**Übungstext**
Eng geworden wäre es wahrscheinlich auch ohne Reagenzienmangel. Alle 5,5 Tage verdoppelt sich im Land momentan die Zahl der Infizierten, damit werde es zunehmend unrealistisch, noch allen Betroffenen einen Test anzubieten, sagt Stefan Brockmann vom Stuttgarter Landesgesundheitsamt. Schon jetzt tragen oder trugen hierzulande rund 60.000 Menschen das Virus in sich, dazu kommt eine große Dunkelziffer. In Süddeutschland sind das bereits zu viele Fälle, um mit dem Testen hinterher zukommen. In Berlin, sagt Labormediziner Knud-Peter Krause, sei diese neue Phase noch nicht erreicht. Ob es dabei bleibt, hänge vor allem vom Erfolg der kontaktreduzierenden Maßnahmen ab.
Schnelltests werden mittlerweile sogar im Internet angeboten
Das Bundesinnenministerium plant dagegen ganz im Sinne von Emma Hodcroft die Zahl der Tests massiv auszuweiten. Bald soll bereits ein „Eigenverdacht“ ausreichen, um sich und alle Kontaktpersonen für einen Test zu qualifizieren. Fachleute sind sich weitestgehend einig: Aktuell ist das unrealistisch.
Opfer des Kampfs um die Kapazitäten drohen diejenigen zu werden, die die Tests am notwendigsten bräuchten, mahnt die Virologin Daniela Huzly von der Uniklinik Freiburg: Menschen, die mit Atemproblemen in die Krankenhäuser eingeliefert werden und bei denen das Testergebnis entscheidend dafür ist, welche Therapie eingeleitet wird.
Eine mögliche Alternative wären Blutuntersuchungen, mit denen die vom körpereigenen Immunsystem gebildeten Antikörper gegen das Virus nachgewiesen werden. Diese Schnelltests werden mittlerweile sogar im Internet angeboten. Nach zwanzig Minuten, verspricht ein Anbieter, habe man Gewissheit, ob man infiziert ist oder nicht. Es reiche, zwei Tropfen Blut auf ein Kästchen aufzubringen, ein roter Streifen zeige, ob man positiv ist.
Massentestung laut Drosten spätestens ab Mai oder Juni
Das Verfahren misst die Antikörper, mit denen sich das Immunsystem gegen den Erreger wehrt. Die werden aber erst am Ende der ersten Erkrankungswoche gebildet. Eine frischere Infektion wird also übersehen. Zudem haben die Tests noch eine gewisse Fehlerrate, sagte der Berliner Virologe Christian Drosten in seinem Podcast im Norddeutschen Rundfunk. Verbesserte Techniken sollen das in den nächsten Wochen ändern – nur werden die nicht über das Internet für die Allgemeinheit verfügbar sein.
In New York hat der Biotechnologe Florian Krammer zum Beispiel einen Antikörpertest entwickelt, der den Erreger seltener mit anderen Viren verwechselt. Sein Verfahren soll schon drei Tage nach der Ansteckung anschlagen – zugleich aber auch wie alle Antikörpertests nachträglich verraten, ob jemand infiziert war.

**Quellenmaterial**
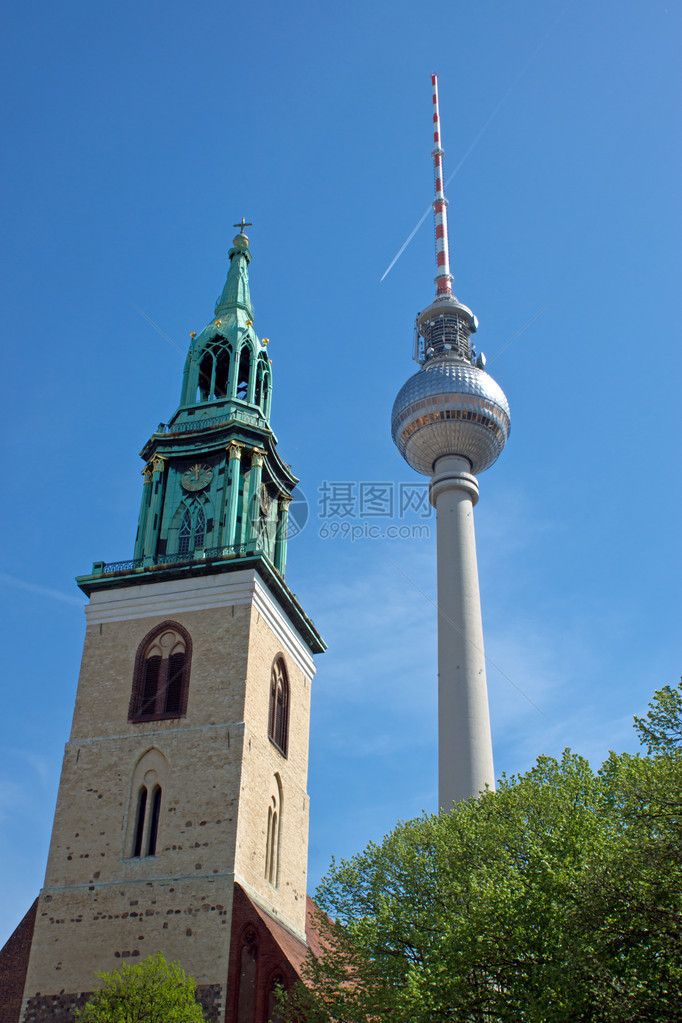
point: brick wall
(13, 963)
==
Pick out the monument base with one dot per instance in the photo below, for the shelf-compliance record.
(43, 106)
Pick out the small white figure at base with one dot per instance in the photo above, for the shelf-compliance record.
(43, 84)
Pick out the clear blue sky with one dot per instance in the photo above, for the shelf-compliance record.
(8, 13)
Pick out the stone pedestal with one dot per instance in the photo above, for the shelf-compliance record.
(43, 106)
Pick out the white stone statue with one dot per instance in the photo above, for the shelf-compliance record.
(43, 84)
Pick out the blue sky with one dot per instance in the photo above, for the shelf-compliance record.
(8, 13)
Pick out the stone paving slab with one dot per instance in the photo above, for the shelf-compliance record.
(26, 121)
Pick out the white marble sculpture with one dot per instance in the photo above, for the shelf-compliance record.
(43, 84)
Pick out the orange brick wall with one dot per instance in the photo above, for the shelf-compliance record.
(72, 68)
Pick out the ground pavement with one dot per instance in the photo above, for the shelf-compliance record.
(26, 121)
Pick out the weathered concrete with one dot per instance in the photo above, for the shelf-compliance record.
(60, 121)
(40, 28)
--
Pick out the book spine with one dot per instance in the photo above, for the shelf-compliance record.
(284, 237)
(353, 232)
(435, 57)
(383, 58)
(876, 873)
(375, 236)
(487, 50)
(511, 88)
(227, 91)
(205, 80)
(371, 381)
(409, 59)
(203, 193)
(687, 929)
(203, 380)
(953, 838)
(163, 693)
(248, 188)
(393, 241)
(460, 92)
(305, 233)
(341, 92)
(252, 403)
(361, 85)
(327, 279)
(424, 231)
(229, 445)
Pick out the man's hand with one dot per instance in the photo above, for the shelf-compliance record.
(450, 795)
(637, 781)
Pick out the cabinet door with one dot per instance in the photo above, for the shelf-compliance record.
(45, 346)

**Arbeitsanweisungen**
a - Erkläre in ein bis drei Sätzen, weshalb das im Übungstext beschriebene Antikörperverfahren eine frischere Infektion übersieht.
b - Übertrage den Satz „Fachleute sind sich weitestgehend einig: Aktuell ist das unrealistisch.“ aus dem Übungstext ins Englische.
c - Benenne im Übungstext „Immunsystem“ in „Abwehrsystem“ um und gib den Abschnitt wieder, der bei den Worten „Massentestung laut Drosten“ beginnt und nach „Allgemeinheit verfügbar sein.“ endet.
Die Datensätze sind eigenständiges Material und gehören nicht zum Übungstext.

**Lösungen**
a - Das Verfahren misst die Antikörper, mit denen sich das Immunsystem gegen den Erreger wehrt. Diese werden erst am Ende der ersten Erkrankungswoche gebildet, sodass eine frischere Infektion noch nicht erfasst wird.

b - Experts largely agree: at present, this is unrealistic.

c -
Massentestung laut Drosten spätestens ab Mai oder Juni
Das Verfahren misst die Antikörper, mit denen sich das Abwehrsystem gegen den Erreger wehrt. Die werden aber erst am Ende der ersten Erkrankungswoche gebildet. Eine frischere Infektion wird also übersehen. Zudem haben die Tests noch eine gewisse Fehlerrate, sagte der Berliner Virologe Christian Drosten in seinem Podcast im Norddeutschen Rundfunk. Verbesserte Techniken sollen das in den nächsten Wochen ändern – nur werden die nicht über das Internet für die Allgemeinheit verfügbar sein.